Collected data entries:
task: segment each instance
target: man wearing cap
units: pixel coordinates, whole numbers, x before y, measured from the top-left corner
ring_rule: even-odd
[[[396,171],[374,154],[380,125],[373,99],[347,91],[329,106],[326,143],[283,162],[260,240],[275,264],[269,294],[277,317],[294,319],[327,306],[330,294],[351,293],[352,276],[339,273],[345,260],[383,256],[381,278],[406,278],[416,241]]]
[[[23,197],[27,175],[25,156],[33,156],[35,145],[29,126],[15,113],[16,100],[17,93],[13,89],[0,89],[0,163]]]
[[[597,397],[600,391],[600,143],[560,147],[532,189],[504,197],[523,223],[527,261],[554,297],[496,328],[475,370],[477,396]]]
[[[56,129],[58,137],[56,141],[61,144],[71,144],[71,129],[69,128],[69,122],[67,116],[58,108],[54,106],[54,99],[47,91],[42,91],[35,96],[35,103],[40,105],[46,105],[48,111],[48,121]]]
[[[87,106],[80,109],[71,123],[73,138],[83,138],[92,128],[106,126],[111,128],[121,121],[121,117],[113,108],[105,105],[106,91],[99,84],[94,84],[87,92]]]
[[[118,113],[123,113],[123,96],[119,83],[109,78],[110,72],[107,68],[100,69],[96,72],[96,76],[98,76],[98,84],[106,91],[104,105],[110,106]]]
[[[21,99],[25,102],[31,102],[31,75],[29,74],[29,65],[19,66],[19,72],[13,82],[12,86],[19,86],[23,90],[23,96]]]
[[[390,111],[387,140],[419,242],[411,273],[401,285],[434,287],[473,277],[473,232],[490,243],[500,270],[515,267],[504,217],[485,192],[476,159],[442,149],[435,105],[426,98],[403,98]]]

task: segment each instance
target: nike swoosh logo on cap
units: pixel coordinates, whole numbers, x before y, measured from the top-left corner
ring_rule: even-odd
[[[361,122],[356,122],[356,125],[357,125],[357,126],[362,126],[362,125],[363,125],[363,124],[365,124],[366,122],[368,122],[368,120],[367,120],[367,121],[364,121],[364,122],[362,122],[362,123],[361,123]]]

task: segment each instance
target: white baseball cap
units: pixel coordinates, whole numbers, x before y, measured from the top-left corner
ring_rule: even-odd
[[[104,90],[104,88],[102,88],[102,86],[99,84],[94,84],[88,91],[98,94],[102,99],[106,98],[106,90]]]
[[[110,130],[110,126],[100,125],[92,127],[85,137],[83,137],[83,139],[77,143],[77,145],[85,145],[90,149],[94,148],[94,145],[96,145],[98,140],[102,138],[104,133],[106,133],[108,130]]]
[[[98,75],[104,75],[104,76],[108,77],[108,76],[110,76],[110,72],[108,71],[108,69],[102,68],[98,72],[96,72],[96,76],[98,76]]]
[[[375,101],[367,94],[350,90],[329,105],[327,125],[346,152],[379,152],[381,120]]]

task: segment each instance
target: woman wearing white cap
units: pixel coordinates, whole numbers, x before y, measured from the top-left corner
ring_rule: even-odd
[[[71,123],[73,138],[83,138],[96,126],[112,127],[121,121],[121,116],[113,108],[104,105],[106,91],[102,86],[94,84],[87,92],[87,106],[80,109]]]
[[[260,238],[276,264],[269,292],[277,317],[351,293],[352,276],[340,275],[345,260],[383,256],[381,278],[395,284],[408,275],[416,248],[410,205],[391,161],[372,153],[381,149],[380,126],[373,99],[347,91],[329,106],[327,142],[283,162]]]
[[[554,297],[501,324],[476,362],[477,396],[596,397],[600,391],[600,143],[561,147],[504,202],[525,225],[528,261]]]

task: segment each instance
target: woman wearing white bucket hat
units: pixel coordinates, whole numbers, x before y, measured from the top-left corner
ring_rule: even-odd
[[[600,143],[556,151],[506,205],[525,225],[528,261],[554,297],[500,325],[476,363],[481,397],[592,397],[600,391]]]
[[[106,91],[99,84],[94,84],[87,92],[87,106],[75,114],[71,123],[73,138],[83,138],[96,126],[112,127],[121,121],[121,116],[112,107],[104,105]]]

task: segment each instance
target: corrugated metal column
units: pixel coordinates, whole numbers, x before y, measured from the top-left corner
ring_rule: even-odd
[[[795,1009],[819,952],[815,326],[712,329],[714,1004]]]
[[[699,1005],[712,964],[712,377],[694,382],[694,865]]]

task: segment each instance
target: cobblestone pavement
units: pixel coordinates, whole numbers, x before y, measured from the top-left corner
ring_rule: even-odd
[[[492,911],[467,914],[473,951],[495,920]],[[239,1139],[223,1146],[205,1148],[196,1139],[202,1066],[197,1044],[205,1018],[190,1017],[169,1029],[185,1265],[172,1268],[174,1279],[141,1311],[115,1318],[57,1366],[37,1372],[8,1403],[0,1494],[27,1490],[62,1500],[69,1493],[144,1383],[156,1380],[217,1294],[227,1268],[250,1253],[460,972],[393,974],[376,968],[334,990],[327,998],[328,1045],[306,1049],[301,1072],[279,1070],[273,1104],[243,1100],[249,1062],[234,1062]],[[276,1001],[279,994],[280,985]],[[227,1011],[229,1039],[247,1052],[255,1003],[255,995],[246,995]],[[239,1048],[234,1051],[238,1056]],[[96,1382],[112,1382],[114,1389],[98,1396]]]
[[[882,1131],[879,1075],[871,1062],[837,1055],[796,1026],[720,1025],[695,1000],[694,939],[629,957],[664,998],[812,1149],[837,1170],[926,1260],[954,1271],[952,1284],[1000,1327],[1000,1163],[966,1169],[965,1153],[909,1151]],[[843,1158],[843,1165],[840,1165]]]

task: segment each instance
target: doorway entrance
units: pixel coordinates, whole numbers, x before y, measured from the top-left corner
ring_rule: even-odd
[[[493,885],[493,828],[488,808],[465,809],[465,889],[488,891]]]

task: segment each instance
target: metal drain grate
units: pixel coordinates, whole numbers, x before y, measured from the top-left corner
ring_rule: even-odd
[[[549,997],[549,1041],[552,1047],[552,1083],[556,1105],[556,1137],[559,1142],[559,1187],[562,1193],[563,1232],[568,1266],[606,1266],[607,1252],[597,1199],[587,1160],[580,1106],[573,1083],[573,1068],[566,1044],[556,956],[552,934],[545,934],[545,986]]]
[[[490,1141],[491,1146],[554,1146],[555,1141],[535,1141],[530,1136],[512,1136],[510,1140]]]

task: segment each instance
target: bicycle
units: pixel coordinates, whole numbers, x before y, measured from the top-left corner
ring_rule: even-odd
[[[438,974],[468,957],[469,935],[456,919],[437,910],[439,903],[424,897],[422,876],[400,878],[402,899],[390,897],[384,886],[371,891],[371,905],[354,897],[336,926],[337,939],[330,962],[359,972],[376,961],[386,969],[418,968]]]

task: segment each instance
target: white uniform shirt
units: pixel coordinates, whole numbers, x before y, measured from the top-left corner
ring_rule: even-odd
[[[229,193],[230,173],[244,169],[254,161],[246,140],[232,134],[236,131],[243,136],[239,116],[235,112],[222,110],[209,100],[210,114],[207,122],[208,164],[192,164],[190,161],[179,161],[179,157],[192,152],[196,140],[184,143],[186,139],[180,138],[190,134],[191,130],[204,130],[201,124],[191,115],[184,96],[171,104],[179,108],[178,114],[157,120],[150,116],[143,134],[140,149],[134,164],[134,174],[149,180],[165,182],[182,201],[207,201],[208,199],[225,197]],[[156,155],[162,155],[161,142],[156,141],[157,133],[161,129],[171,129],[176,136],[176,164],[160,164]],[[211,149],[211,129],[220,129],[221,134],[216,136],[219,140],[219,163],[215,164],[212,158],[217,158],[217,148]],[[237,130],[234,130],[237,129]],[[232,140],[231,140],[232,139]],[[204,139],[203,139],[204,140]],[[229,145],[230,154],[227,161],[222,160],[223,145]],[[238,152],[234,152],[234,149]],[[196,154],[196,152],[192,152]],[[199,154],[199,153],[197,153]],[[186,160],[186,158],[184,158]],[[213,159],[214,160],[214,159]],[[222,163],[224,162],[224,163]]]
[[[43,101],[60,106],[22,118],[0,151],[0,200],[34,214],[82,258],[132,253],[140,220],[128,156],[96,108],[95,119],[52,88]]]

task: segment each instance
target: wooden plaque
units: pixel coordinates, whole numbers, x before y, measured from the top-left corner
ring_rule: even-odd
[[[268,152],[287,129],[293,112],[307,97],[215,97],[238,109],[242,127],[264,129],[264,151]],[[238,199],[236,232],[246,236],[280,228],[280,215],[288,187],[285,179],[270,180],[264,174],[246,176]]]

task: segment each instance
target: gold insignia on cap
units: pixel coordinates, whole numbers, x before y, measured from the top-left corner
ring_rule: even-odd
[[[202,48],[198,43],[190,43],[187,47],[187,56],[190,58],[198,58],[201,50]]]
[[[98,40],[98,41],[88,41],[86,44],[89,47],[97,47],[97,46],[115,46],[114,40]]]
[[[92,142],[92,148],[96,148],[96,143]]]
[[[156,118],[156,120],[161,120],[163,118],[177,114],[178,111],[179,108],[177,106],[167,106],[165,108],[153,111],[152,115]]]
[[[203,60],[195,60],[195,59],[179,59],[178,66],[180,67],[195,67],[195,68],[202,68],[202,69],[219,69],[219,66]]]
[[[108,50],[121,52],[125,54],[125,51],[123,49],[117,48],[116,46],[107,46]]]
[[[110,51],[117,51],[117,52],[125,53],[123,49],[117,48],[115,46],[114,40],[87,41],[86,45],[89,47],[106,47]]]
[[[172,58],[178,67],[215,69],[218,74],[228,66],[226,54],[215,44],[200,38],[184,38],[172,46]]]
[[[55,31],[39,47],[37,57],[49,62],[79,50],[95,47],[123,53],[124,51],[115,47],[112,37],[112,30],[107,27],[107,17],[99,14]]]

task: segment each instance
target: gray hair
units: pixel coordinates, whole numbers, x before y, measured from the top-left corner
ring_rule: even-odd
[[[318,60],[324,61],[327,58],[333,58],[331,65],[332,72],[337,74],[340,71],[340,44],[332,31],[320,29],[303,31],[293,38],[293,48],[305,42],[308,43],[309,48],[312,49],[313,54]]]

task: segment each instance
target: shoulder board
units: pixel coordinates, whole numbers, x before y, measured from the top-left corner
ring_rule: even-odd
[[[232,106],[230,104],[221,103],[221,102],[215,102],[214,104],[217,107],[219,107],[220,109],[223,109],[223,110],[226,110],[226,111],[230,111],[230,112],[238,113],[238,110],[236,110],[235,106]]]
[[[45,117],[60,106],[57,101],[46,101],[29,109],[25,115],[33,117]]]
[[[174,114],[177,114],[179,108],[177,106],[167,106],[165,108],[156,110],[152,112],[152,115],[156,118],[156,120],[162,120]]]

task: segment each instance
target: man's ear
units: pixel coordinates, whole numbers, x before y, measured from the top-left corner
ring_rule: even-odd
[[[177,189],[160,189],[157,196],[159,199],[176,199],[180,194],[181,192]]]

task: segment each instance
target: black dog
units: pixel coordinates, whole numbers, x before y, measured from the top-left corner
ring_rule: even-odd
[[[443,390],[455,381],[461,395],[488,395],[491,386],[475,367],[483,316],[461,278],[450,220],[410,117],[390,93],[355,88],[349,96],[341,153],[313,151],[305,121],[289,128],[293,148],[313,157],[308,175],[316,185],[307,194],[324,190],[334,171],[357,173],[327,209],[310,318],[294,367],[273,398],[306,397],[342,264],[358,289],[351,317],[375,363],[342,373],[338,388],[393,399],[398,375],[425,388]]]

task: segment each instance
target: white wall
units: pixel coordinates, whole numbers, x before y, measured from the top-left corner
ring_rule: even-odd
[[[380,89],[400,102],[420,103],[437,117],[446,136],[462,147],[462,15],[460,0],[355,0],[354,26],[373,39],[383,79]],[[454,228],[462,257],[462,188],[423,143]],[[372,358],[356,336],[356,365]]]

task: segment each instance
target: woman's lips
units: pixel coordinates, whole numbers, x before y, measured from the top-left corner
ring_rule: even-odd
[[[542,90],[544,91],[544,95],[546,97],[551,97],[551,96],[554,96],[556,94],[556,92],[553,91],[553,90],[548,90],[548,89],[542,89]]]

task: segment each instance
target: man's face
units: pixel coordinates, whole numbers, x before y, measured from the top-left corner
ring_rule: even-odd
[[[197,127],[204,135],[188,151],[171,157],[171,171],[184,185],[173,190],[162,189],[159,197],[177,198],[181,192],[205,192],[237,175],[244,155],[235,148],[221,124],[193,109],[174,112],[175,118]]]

Task objective: Go through the data and show every line where "wearing" occurs.

Response:
target: man wearing cap
target: woman wearing white cap
target: woman wearing white bucket hat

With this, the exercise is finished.